Convert all the items below into a two-column CSV with the header input,output. Give one row per item, with its text under input and its answer under output, each in a single quoted field with any line breaks replaced by spaces.
○ ○ ○
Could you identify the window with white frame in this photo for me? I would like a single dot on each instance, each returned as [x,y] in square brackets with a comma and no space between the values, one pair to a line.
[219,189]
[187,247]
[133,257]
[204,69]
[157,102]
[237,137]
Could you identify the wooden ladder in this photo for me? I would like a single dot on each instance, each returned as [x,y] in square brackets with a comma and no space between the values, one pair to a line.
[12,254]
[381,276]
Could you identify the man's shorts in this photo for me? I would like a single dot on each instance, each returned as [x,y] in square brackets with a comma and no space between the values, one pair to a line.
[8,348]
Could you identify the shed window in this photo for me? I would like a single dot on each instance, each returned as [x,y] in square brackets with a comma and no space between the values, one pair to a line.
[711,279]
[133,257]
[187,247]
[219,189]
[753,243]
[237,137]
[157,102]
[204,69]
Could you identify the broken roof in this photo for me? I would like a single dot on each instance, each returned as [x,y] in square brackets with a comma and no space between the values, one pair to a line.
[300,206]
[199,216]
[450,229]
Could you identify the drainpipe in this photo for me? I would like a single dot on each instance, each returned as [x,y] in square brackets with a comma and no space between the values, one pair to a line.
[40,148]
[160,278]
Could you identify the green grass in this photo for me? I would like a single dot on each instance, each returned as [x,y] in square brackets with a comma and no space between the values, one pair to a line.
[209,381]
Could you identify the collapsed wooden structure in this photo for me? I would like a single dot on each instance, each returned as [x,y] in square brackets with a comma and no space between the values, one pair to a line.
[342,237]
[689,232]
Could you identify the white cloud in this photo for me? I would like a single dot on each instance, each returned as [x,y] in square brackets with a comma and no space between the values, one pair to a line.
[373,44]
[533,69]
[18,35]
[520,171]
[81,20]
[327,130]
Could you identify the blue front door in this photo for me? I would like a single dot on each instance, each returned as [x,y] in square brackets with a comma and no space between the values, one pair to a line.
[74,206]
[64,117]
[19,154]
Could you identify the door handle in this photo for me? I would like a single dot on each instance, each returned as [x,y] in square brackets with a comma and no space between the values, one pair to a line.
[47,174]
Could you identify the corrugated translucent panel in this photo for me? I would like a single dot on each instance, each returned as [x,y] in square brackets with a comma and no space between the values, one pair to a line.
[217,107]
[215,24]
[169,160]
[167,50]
○ ○ ○
■ **WRITTEN REPLY**
input,output
"Could you identify the window with white frame in this photo for me? I would like a single dot on each instance, each returned as [x,y] in square brackets with a comma and no space between the values, one pair to a line.","[219,189] [187,247] [133,257] [204,69] [157,102] [237,137]"
"Could you identify the wooden ladder in this photo for me? I would like a single dot on each instance, each returned as [x,y] in square brackets with a comma and no space between the values, one pair to a line.","[12,254] [381,276]"
"Could you identify the man's shorts in this photo for me? I would like a single dot on each instance, each returned as [x,y] in square brackets with a comma and no space between the values, one pair to a line.","[8,348]"
"Could you identify the shed window in this photo for me? I would like a single dot on each instance, each returned as [x,y] in square brackets with a comma and no space between the values, one pair to a line.","[711,279] [133,257] [187,247] [219,189] [753,243] [237,137] [157,102] [204,69]"
"Could you identify the broken roof in this photo for me? I would like a single dot on each instance, each returned as [x,y] in square brackets with a comma and no space between the values, one pair to a line.","[300,206] [199,216] [450,229]"
"Could you identify the drainpipe in this photo for me? I would like a single dot on each instance, each returned as [x,y] in square brackets with a comma and no space between the values, one pair to a line.","[40,148] [160,278]"
"Could you identify the green grass in this photo for me? I would like a single dot on each instance, each returned as [x,y] in square brackets with a comma and no space between the values, one pair to a line.","[209,381]"
"Could you identify the collapsed wooden structure in this photo for me? I would like a single dot on each instance, each returned as [x,y] in square brackets with a comma and no space between the values, one pair to a line.","[342,237] [689,232]"
"Could you identify the white cloud in this photo for me? I would like a single dot on each instance, each returned as [x,y] in square brackets with a comma and no space between the values, one pair to a line.","[373,44] [533,69] [18,35] [520,171] [81,20] [327,130]"
"Could you identify the blue front door in this photo for me? I would like a single dot on each instance, each returned as [x,y] in square brackets with a comma and no space between the values, one pair to a line.","[74,206] [64,117] [19,154]"
"Could you identify the door handle in this photo for me? I would like a single dot on each instance, each returned as [x,y] in square brackets with a comma and no space between the values, one pair to a line.","[47,174]"
"Could you identify the corrugated translucent panel in this photo for me? I would like a single dot on each instance, each returned as [x,y] in square brackets with a comma and no space between the values, one pair to a line.","[217,107] [215,24] [169,160] [167,50]"